AVAILABLE DATA:
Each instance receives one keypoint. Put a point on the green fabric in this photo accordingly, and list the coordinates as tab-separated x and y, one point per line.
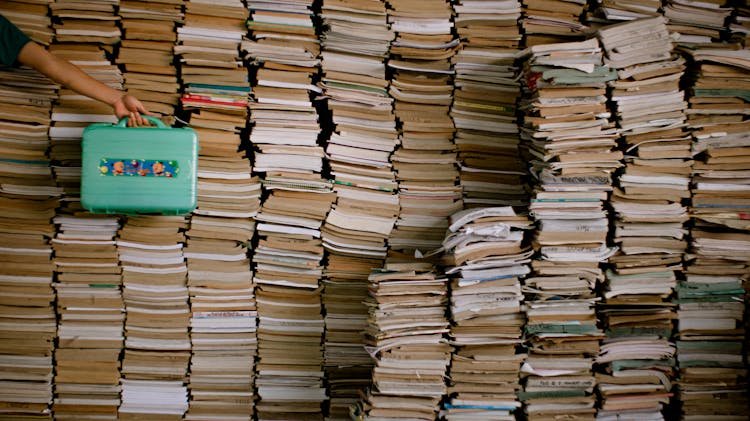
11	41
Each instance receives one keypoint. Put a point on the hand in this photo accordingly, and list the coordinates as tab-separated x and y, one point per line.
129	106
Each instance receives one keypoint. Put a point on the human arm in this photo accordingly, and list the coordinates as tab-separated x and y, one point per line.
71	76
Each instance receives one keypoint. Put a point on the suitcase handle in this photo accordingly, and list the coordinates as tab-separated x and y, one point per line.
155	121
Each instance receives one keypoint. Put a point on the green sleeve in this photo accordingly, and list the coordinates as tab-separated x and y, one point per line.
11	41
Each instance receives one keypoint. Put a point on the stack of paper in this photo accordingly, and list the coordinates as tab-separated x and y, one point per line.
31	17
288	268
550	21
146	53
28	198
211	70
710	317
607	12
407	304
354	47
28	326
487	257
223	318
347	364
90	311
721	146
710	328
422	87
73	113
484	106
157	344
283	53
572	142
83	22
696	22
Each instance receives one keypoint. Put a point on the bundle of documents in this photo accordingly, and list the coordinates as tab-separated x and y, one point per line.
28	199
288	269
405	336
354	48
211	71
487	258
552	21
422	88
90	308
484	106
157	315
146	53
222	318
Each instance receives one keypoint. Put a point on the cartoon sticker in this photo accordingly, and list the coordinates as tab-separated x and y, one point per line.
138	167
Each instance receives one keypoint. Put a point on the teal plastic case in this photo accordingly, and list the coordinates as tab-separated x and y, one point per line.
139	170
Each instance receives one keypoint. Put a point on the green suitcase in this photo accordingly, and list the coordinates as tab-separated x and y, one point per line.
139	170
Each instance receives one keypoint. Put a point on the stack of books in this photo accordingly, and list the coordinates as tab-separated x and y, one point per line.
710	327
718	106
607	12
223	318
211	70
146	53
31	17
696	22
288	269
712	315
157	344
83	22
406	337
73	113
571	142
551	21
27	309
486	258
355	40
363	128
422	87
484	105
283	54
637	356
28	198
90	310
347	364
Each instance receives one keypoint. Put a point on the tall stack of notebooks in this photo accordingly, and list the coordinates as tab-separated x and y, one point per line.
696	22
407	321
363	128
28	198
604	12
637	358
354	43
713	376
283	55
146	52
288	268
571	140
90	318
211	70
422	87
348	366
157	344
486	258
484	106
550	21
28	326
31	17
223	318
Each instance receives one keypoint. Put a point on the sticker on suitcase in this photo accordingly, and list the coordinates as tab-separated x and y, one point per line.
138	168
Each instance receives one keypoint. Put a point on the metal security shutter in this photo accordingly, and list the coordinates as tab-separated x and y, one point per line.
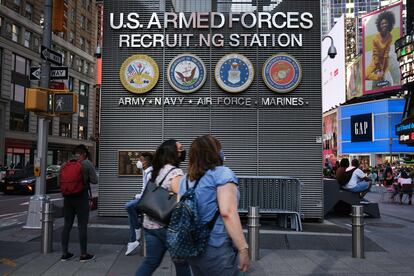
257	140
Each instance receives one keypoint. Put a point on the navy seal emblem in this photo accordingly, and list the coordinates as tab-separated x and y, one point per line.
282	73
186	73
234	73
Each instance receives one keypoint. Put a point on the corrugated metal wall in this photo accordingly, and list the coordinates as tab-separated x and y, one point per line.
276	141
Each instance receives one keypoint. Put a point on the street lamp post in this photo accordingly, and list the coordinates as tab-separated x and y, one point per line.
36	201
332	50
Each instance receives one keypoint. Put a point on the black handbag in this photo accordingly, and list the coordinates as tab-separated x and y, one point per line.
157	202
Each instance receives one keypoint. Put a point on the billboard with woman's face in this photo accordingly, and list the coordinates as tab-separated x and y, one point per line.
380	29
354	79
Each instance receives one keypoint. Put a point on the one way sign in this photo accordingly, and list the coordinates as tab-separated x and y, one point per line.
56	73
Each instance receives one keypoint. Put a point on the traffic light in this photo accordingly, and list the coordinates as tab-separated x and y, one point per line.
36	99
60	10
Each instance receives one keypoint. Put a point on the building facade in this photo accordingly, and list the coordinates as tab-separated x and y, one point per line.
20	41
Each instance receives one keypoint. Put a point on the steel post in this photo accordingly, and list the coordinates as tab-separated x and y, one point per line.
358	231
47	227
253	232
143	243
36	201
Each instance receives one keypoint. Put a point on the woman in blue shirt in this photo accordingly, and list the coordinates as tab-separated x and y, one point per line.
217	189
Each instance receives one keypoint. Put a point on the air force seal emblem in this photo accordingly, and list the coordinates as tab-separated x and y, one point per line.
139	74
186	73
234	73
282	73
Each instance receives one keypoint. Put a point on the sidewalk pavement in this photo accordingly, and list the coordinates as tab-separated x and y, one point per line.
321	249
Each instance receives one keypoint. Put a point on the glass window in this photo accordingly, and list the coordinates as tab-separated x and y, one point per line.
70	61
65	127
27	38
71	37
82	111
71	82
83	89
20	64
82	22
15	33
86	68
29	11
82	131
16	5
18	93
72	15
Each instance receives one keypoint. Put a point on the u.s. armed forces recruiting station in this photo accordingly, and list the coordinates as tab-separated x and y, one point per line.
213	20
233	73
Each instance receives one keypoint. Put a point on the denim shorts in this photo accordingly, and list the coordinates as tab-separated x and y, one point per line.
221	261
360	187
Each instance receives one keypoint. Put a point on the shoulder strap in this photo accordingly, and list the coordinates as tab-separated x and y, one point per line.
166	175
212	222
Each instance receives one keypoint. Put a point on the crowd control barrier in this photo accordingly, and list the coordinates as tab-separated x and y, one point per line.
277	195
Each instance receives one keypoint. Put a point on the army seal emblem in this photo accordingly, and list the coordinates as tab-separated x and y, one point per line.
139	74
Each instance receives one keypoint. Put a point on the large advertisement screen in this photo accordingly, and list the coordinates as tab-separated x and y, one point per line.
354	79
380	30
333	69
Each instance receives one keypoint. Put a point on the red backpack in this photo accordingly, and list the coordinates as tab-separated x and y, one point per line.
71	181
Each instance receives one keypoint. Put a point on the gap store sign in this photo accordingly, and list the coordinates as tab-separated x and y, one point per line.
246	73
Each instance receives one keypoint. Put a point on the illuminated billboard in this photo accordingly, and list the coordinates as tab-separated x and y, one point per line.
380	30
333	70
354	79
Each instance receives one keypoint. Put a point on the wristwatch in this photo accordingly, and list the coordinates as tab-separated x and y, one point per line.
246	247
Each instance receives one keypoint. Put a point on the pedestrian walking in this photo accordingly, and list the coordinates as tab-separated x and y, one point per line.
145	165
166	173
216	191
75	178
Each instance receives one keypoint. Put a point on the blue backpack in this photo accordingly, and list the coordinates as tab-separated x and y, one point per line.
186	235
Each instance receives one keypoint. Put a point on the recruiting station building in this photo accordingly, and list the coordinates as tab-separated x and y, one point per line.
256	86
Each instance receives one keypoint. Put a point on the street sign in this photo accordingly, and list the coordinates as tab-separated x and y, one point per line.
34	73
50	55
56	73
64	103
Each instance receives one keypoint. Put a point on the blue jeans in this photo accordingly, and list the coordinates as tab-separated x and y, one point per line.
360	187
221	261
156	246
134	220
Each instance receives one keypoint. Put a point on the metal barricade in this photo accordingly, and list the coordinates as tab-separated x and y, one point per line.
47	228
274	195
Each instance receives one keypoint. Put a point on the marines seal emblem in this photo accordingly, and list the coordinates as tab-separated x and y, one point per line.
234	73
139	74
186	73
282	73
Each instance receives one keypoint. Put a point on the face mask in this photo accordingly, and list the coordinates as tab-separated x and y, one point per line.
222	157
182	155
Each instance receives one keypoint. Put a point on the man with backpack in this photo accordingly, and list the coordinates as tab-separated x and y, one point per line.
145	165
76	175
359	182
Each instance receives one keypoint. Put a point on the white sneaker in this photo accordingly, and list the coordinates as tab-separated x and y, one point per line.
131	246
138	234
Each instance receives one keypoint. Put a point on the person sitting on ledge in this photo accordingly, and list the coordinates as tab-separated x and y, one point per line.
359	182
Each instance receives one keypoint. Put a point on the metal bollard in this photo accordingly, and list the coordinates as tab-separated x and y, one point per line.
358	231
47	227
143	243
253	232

TASK REQUIREMENTS: Copy every record exactly as it appears, apart from any pictures.

SOLUTION BELOW:
Each instance receives one keypoint. Put a point on the green fabric in this photo accordingly, and list the coordinates as tab-separated x and y, one point per line.
11	41
Each instance receives one keypoint. Put a point on the hand in this photo accordingly, and list the coordinates as tab-separated x and y, one point per line.
129	106
Each instance receives one keypoint. Put a point on the human arm in this photo accordingly, and list the coordinates as tab-separated x and y, one point per line.
71	76
Each instance receives one keypoint. Put a point on the suitcase handle in this photo accordingly, and list the coordinates as tab-separated x and y, one point per line.
155	121
Each instance receives one keypoint. Put a point on the green sleeve in this photo accordingly, and list the coordinates as tab-separated x and y, one point per line.
11	41
Each instance receives one keypoint. Put a point on the stack of paper in this photo accordingly, and list the coordinates as tab-separated x and y, one point per line.
31	17
288	268
550	21
146	53
28	198
211	70
710	317
607	12
407	304
354	47
28	326
487	257
223	318
347	364
90	311
721	146
710	328
422	87
73	113
484	106
157	344
283	53
572	142
83	22
696	22
Each instance receives one keypoint. Put a point on the bundle of documents in this photo accordingly, and list the coordinates as tab-separated x and y, one point per line.
28	199
288	269
405	336
354	48
211	71
487	258
552	21
422	88
90	308
484	106
157	315
146	53
222	318
Each instance receives one keypoint. Put a point on the cartoon sticker in this photo accordingly, and list the coordinates as tab-separated x and y, one point per line.
138	167
Each instance receives one keypoint. Put a point on the teal plastic case in this photo accordingly, and list the coordinates as tab-separated x and y, one point per line.
139	170
Each instance receives one keypoint. Put a point on the green suitcase in this photo accordingly, and list the coordinates as tab-separated x and y, one point per line.
139	170
Each instance receives one keypoint. Put a point on the stack of books in this photo accordingly, and list the coordinates as tab-separated x and y, one point per line.
710	327
718	106
607	12
223	318
211	70
146	53
31	17
696	22
288	269
712	315
157	344
83	22
406	337
73	113
571	142
551	21
27	309
486	258
355	40
363	128
422	87
484	105
283	54
637	356
28	198
90	310
347	364
Each instance receives one keypoint. Put a point on the tall stack of notebooks in this photo accordingly, and list the coordinates as tab-separated x and y, one point per line.
696	22
407	321
363	128
28	198
604	12
637	358
354	43
713	376
283	55
146	52
288	268
571	140
90	318
211	70
422	87
348	366
157	344
486	258
484	106
550	21
28	326
31	17
223	318
Each instance receives one keypoint. Put a point on the sticker on suitcase in this photo accordingly, and list the coordinates as tab-separated x and y, one point per line.
138	168
Each instance receives one keypoint. Put a point on the metal security shutter in this photo accordingly, and list the coordinates as tab-separated x and y, one point per line.
257	140
Each instance receives one keypoint. Put a point on the navy seal emblem in this photo accordingly, and list the coordinates as tab-separated x and y, one point per line.
282	73
186	73
234	73
Each instance receives one keypoint. Put a point on the corrugated metal wall in this photo accordingly, and list the coordinates as tab-separated x and y, one point per line.
276	141
Each instance receives one keypoint. Put a point on the street lamp post in this photo accordingly, and list the coordinates as tab-separated x and y, one point per line.
36	201
332	50
Each instance receives one keypoint. Put a point on the black handbag in this photo accordingly, and list the coordinates as tab-separated x and y, one point per line.
157	202
Each instance receives one keypoint. Put a point on the billboard with woman's face in this photo accordingly, and list the coordinates as tab-separated x and y, one point per line.
380	29
354	79
Each instance receives one keypoint. Put a point on the one way sign in this photo accordingly, and list the coordinates as tab-separated x and y, one point per line.
56	73
Each instance receives one keypoint. Put a point on the traffic light in this photo accordingly, and list the coordinates as tab-separated x and y, one point per line.
36	99
60	10
Each instance receives one keypoint. Put a point on the building facade in this photo accordingly, and list the coordinates as tab-separated x and y, one point per line.
20	41
Each instance receives one keypoint. Put a point on the steel post in this photo accordingly, and list the coordinates as tab-separated x and y, one point per line.
358	231
47	227
253	232
143	243
36	201
Each instance receives one keypoint. Put a point on the woman in blue shirt in this photo accordingly, and list the coordinates as tab-separated x and y, one point per line.
217	189
Each instance receives one keypoint. Put a point on the air force seal emblem in this photo accordingly, and list the coordinates as tab-separated x and y, one point per line.
139	74
186	73
234	73
282	73
Each instance receives one keypoint. Put a point on the sidewalk pavement in this photo accordingly, and list the coordinates as tab-separated x and y, one point per line.
321	249
Each instance receives one keypoint. Put a point on the glass window in this photo accordingly, and list the coordinates as tab-separated x and y, one point per line.
70	61
65	127
27	38
71	37
82	111
71	82
83	89
20	64
82	22
15	33
86	68
29	11
82	131
16	5
18	93
72	15
Each instance receives one keypoint. Put a point on the u.s. armed forces recruiting station in this photo accordingly, and list the coordinates as tab-separated x and y, one point per line.
213	20
233	73
Each instance receives one keypoint. Put a point on the denim shorts in this photo accordingly, and list the coordinates as tab-separated x and y, one point per line.
221	261
360	187
Each instance receives one keypoint. Put a point on the shoulder strap in this photo accordingly, and list the coordinates as tab-separated x and y, one point per line.
166	175
212	222
Each instance receives one keypoint. Put a point on the crowd control barrier in this photo accordingly, and list the coordinates as tab-separated x and y, one point per line.
277	195
Each instance receives one keypoint. Put a point on the army seal emblem in this photo accordingly, and list the coordinates as tab-separated x and y, one point per line.
139	74
Each instance receives one keypoint. Put a point on the large advertisement screen in this photo accordingly, and list the coordinates as tab-separated x and y, one point per line.
354	79
380	30
333	69
Each instance receives one keypoint. Put a point on the red backpack in this photo accordingly, and list the coordinates as tab-separated x and y, one point per line.
71	181
Each instance receives one keypoint. Put a point on the gap store sign in this photo accordingly, and list the coordinates as tab-separated x and y, one point per line.
246	73
Each instance receives one keypoint. Put a point on the illuminated billboard in this photo accordingly, and list the coordinates as tab-separated x and y, one point per line.
380	30
333	70
354	79
Each instance receives one keypoint. Put a point on the wristwatch in this photo accordingly, and list the coordinates as tab-separated x and y, one point per line.
246	247
Each instance receives one keypoint. Put a point on the pedestrian walking in this photo accordingly, and list the coordinates as tab-separated x and y, one point per line.
145	165
166	173
216	191
75	178
Each instance receives one keypoint. Put a point on the blue backpack in this photo accordingly, and list the coordinates as tab-separated x and y, one point per line.
186	235
Each instance receives one keypoint. Put a point on the recruiting station building in this photo accordingly, and list the coordinates as tab-separated x and y, one point per line.
256	86
Each instance receives one keypoint. Put a point on the street sign in this photo accordingly, and list the coordinates as tab-separated x and y, one point per line.
34	73
50	55
56	73
64	103
Each instance receives one keypoint. Put a point on the blue jeans in this photo accordingly, and list the coordinates as tab-separated x and y, one point per line.
360	187
221	261
156	246
134	220
Each instance receives one keypoint. Put a point on the metal barricade in this photo accordingly, and list the coordinates as tab-separated x and y, one point per line.
47	228
274	195
Each instance receives one keypoint. Put a point on the marines seal emblem in this photo accordingly, and list the coordinates as tab-separated x and y, one point per line.
234	73
139	74
186	73
282	73
Each instance receives one keypoint. Put a point on the face mask in this photo accordingly, and list the coordinates as tab-separated x and y, one point per line.
222	157
182	155
Each instance receives one keypoint. Put a point on the man with backpack in this photo accordingly, and list the coordinates as tab-separated x and y, one point per line.
145	165
76	175
359	182
Each instance receives one keypoint. Put a point on the white sneaker in this photo accordingly, and list the coordinates as tab-separated x and y, one point per line.
131	246
138	234
Each instance receives one keypoint. Put a point on the person sitting on ledge in this photo accordingly, and list the coordinates as tab-separated x and y, one point per line.
359	182
Each instance receives one keypoint. Put a point on the metal bollard in this photo accordingly, and list the coordinates as tab-separated x and y, one point per line.
358	231
47	227
143	243
253	232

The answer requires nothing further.